#### What the exercise asks
Retype all of the lines below with no changes.

====

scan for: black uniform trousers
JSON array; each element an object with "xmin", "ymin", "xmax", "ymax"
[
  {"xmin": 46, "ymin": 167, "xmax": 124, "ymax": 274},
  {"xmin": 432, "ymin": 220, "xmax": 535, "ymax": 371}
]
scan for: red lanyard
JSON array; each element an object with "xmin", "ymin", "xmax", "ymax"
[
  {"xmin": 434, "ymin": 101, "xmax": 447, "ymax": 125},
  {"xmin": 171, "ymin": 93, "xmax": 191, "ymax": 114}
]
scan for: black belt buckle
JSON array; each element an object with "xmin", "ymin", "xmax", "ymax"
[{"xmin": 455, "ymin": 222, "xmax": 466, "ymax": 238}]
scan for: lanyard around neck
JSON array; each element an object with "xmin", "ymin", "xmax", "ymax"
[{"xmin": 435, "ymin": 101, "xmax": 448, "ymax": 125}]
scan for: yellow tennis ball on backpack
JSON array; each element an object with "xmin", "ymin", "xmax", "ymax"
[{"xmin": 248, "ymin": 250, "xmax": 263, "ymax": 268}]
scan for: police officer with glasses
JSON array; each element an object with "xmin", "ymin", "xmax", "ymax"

====

#### Written answer
scan for: black uniform trousers
JSON array; each element an object with "xmin", "ymin", "xmax", "ymax"
[
  {"xmin": 46, "ymin": 167, "xmax": 124, "ymax": 274},
  {"xmin": 432, "ymin": 220, "xmax": 535, "ymax": 371}
]
scan for: red lanyard
JSON array; each element an object with "xmin", "ymin", "xmax", "ymax"
[
  {"xmin": 434, "ymin": 101, "xmax": 447, "ymax": 125},
  {"xmin": 171, "ymin": 93, "xmax": 191, "ymax": 114}
]
scan for: black belt buckle
JSON array; each element an object with "xmin", "ymin", "xmax", "ymax"
[{"xmin": 455, "ymin": 222, "xmax": 466, "ymax": 238}]
scan for: lanyard around neck
JSON array; each element an object with "xmin", "ymin", "xmax", "ymax"
[{"xmin": 435, "ymin": 101, "xmax": 448, "ymax": 125}]
scan for: yellow tennis ball on backpack
JSON array; each element an object with "xmin", "ymin", "xmax", "ymax"
[{"xmin": 248, "ymin": 250, "xmax": 263, "ymax": 268}]
scan for: police officer with glasses
JSON array; each element an object with "xmin", "ymin", "xmax", "ymax"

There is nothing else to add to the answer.